* Start EXERCISE INPUTS *

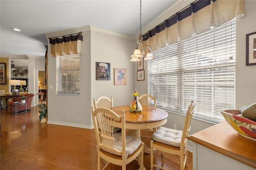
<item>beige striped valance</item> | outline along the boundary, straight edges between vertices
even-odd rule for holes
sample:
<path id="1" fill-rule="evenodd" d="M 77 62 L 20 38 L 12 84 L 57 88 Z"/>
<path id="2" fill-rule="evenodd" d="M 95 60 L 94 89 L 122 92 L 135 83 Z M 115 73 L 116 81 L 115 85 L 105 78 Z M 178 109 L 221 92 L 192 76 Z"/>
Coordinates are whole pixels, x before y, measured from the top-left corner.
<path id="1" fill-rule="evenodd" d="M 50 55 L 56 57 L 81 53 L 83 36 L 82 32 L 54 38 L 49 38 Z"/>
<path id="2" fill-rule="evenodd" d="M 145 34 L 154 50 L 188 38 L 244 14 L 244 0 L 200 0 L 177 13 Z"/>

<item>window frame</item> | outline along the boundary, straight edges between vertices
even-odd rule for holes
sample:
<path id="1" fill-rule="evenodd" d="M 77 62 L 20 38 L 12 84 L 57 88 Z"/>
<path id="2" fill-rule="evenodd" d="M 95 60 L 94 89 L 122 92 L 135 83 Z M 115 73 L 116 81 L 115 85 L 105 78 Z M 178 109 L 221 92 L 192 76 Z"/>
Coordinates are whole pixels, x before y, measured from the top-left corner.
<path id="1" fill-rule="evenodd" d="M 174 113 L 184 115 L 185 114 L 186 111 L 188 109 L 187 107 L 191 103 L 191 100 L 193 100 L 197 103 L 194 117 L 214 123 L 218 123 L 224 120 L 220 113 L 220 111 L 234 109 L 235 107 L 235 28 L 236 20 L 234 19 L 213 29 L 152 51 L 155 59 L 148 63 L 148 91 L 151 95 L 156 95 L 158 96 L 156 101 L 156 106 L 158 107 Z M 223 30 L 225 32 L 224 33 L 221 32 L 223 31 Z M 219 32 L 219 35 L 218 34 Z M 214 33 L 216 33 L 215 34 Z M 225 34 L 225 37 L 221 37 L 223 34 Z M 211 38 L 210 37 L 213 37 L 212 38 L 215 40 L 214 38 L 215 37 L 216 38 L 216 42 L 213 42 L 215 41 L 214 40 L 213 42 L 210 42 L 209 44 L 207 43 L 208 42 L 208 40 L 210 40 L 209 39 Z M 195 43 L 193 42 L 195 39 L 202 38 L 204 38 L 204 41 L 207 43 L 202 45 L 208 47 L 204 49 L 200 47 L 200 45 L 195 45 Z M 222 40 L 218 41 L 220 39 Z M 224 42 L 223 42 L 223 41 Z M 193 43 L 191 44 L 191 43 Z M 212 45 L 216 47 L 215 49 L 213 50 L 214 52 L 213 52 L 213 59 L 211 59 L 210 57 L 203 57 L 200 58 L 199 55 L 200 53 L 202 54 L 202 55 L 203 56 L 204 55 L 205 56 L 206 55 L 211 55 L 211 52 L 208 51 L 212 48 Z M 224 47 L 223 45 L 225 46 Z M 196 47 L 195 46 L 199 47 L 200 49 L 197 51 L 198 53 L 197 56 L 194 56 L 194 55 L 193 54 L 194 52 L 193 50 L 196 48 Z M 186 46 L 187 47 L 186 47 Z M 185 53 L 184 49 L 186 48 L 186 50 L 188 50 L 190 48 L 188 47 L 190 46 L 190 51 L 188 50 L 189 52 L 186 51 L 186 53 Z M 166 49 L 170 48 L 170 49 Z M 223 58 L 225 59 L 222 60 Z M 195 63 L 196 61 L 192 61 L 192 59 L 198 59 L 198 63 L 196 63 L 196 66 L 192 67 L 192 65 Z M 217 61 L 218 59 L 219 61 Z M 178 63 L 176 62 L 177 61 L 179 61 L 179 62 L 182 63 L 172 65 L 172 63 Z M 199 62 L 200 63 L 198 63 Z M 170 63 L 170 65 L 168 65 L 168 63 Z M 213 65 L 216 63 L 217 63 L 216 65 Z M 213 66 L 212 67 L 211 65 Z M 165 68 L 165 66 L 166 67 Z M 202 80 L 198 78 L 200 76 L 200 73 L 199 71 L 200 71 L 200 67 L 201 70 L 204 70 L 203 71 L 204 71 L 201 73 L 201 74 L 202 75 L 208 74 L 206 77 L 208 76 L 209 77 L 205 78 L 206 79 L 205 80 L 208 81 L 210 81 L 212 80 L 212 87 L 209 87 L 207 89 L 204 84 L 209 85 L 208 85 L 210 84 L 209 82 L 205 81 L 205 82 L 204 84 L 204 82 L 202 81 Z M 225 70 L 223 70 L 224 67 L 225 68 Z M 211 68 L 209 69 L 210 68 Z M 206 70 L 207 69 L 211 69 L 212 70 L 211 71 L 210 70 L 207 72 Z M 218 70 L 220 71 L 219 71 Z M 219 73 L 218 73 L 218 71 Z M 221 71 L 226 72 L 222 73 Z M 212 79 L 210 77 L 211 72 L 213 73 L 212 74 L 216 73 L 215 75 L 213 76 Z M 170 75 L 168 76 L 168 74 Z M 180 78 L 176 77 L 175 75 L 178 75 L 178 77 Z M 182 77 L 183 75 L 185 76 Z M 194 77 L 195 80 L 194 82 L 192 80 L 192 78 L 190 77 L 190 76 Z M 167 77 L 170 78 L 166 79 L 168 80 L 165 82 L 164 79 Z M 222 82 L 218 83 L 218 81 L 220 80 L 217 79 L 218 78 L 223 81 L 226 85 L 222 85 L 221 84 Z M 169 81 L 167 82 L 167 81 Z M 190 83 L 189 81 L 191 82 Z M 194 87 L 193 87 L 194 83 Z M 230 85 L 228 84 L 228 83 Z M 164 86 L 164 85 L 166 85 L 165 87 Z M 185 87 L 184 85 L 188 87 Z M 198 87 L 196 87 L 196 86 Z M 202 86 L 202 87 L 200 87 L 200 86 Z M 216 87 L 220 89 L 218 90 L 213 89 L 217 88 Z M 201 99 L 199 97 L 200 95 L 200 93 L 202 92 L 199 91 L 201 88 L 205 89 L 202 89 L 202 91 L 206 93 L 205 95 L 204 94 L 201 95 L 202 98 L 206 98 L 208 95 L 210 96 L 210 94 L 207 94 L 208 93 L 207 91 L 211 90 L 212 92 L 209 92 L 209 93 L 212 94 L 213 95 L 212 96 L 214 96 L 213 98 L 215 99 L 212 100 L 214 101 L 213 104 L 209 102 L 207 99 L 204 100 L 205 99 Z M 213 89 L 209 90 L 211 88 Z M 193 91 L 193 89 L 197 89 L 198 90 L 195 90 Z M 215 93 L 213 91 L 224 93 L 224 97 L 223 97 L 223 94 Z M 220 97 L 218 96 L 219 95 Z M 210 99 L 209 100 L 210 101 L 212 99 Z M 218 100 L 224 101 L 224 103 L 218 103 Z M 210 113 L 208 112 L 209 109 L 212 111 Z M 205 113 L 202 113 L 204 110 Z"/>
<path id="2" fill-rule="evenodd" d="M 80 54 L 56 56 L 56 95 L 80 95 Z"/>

* End EXERCISE INPUTS *

#### [THE PROBLEM]
Reproduce all of the data above verbatim, omitting the pictures.

#### [RESPONSE TO THE TASK]
<item>beige striped valance</item> | outline along the boundary, straight edges between vertices
even-odd rule for holes
sample:
<path id="1" fill-rule="evenodd" d="M 77 62 L 20 38 L 12 84 L 57 88 Z"/>
<path id="2" fill-rule="evenodd" d="M 95 60 L 94 89 L 122 92 L 135 83 Z M 115 73 L 116 81 L 115 85 L 105 78 Z M 178 109 L 221 92 L 192 76 Z"/>
Coordinates are whole pixels, x before y, measured from the top-left corner.
<path id="1" fill-rule="evenodd" d="M 50 55 L 56 57 L 81 53 L 83 36 L 82 32 L 54 38 L 49 38 Z"/>
<path id="2" fill-rule="evenodd" d="M 145 34 L 154 50 L 188 38 L 244 14 L 244 0 L 200 0 L 177 13 Z"/>

<item>window frame</item> | outline along the boundary, straight edges between vertices
even-odd rule for holes
sample:
<path id="1" fill-rule="evenodd" d="M 77 62 L 20 38 L 12 84 L 57 88 Z"/>
<path id="2" fill-rule="evenodd" d="M 95 60 L 94 89 L 122 92 L 135 83 Z M 115 73 L 116 81 L 115 85 L 105 78 Z M 178 109 L 221 92 L 192 76 Z"/>
Coordinates are whole pixels, x before y, measured from the top-left corner.
<path id="1" fill-rule="evenodd" d="M 174 113 L 184 115 L 185 114 L 186 111 L 188 109 L 187 107 L 191 103 L 191 100 L 193 100 L 197 103 L 194 117 L 214 123 L 218 123 L 224 120 L 220 113 L 220 111 L 234 109 L 235 107 L 235 28 L 236 20 L 234 19 L 213 29 L 152 51 L 155 59 L 148 63 L 148 91 L 151 95 L 156 95 L 158 96 L 156 101 L 156 106 L 158 107 Z M 223 30 L 225 32 L 224 33 L 221 32 L 223 31 Z M 219 32 L 219 35 L 218 34 Z M 214 33 L 216 33 L 215 34 Z M 225 34 L 225 37 L 221 37 L 223 34 Z M 211 38 L 210 37 L 213 37 L 212 38 L 215 40 L 214 38 L 215 37 L 216 38 L 216 42 L 213 42 L 215 41 L 214 40 L 213 42 L 210 42 L 209 44 L 207 43 L 208 42 L 208 40 L 210 40 L 209 39 Z M 195 43 L 193 42 L 195 39 L 202 38 L 204 38 L 204 41 L 207 43 L 202 45 L 208 47 L 204 49 L 200 47 L 200 45 L 195 45 Z M 222 40 L 218 41 L 220 39 Z M 224 42 L 223 42 L 223 41 Z M 193 43 L 191 44 L 191 43 Z M 212 45 L 216 47 L 215 49 L 213 50 L 214 52 L 213 52 L 213 59 L 211 59 L 210 57 L 203 57 L 200 58 L 199 55 L 200 53 L 202 54 L 202 55 L 203 56 L 204 55 L 205 56 L 206 55 L 211 55 L 211 52 L 208 51 L 212 48 Z M 224 47 L 223 45 L 225 46 Z M 196 47 L 195 46 L 199 47 L 200 49 L 197 51 L 198 53 L 197 56 L 194 56 L 194 55 L 193 54 L 194 52 L 193 50 L 196 48 Z M 186 46 L 187 47 L 186 47 Z M 185 53 L 184 49 L 186 48 L 186 50 L 188 50 L 190 48 L 188 47 L 190 46 L 190 51 L 188 50 L 189 52 L 186 51 L 186 53 Z M 166 49 L 170 48 L 170 49 Z M 223 58 L 225 59 L 222 60 Z M 195 63 L 196 61 L 192 61 L 192 59 L 198 59 L 198 63 L 196 63 L 196 66 L 192 67 L 192 65 Z M 217 61 L 218 59 L 219 61 Z M 178 63 L 176 62 L 177 61 L 179 61 L 179 62 L 182 63 L 172 65 L 172 63 Z M 199 62 L 200 63 L 198 63 Z M 170 63 L 170 65 L 168 65 L 168 63 Z M 213 65 L 216 63 L 217 63 L 216 65 Z M 213 66 L 212 67 L 211 65 Z M 165 68 L 165 66 L 166 67 Z M 202 80 L 198 78 L 200 76 L 200 73 L 199 71 L 200 71 L 200 67 L 201 70 L 204 70 L 203 71 L 204 71 L 201 73 L 201 74 L 202 75 L 208 74 L 206 77 L 208 76 L 209 77 L 205 78 L 206 79 L 205 80 L 208 81 L 210 81 L 212 80 L 212 87 L 209 87 L 207 89 L 204 84 L 209 85 L 208 85 L 210 84 L 209 82 L 205 81 L 205 82 L 204 84 L 204 82 L 202 81 Z M 225 70 L 223 70 L 224 67 L 225 68 Z M 211 68 L 209 69 L 210 68 Z M 206 70 L 207 69 L 211 69 L 212 70 L 211 71 L 210 70 L 207 72 Z M 218 70 L 220 71 L 219 71 Z M 219 73 L 218 73 L 218 71 Z M 221 71 L 226 72 L 222 73 Z M 212 79 L 210 77 L 211 72 L 213 73 L 212 74 L 216 73 L 215 75 L 213 76 Z M 170 75 L 168 76 L 168 74 Z M 180 78 L 176 77 L 175 75 L 178 75 L 178 77 Z M 182 77 L 183 75 L 185 76 Z M 194 77 L 195 80 L 194 82 L 192 80 L 192 78 L 190 77 L 190 76 Z M 167 77 L 170 78 L 166 79 L 168 80 L 165 82 L 164 79 Z M 222 82 L 218 83 L 218 81 L 220 80 L 217 79 L 218 78 L 223 81 L 226 85 L 222 85 L 221 84 Z M 169 81 L 167 82 L 167 81 Z M 190 83 L 189 81 L 191 82 Z M 194 87 L 193 87 L 194 83 Z M 230 85 L 228 84 L 228 83 Z M 164 86 L 164 85 L 166 85 L 165 87 Z M 185 87 L 184 85 L 188 87 Z M 198 87 L 196 87 L 196 86 Z M 202 86 L 202 87 L 200 87 L 200 86 Z M 216 87 L 220 89 L 218 90 L 213 89 L 217 88 Z M 201 99 L 199 97 L 200 95 L 200 93 L 202 92 L 199 91 L 201 88 L 205 89 L 202 89 L 202 91 L 206 93 L 205 95 L 204 94 L 201 95 L 202 98 L 206 98 L 208 95 L 210 96 L 210 94 L 207 94 L 208 93 L 207 91 L 211 90 L 212 92 L 209 92 L 209 93 L 212 94 L 213 95 L 212 96 L 214 96 L 213 98 L 215 99 L 212 100 L 214 101 L 213 104 L 209 102 L 207 99 L 204 100 L 205 99 Z M 213 89 L 209 90 L 211 88 Z M 193 91 L 193 89 L 197 89 L 198 90 L 195 90 Z M 215 93 L 213 91 L 224 93 L 224 97 L 223 97 L 223 94 Z M 220 97 L 218 96 L 219 95 Z M 210 99 L 209 100 L 210 101 L 212 99 Z M 218 100 L 224 101 L 224 103 L 218 103 Z M 210 113 L 208 112 L 209 109 L 212 111 Z M 205 113 L 202 113 L 204 110 Z"/>
<path id="2" fill-rule="evenodd" d="M 80 54 L 56 56 L 56 95 L 80 95 Z"/>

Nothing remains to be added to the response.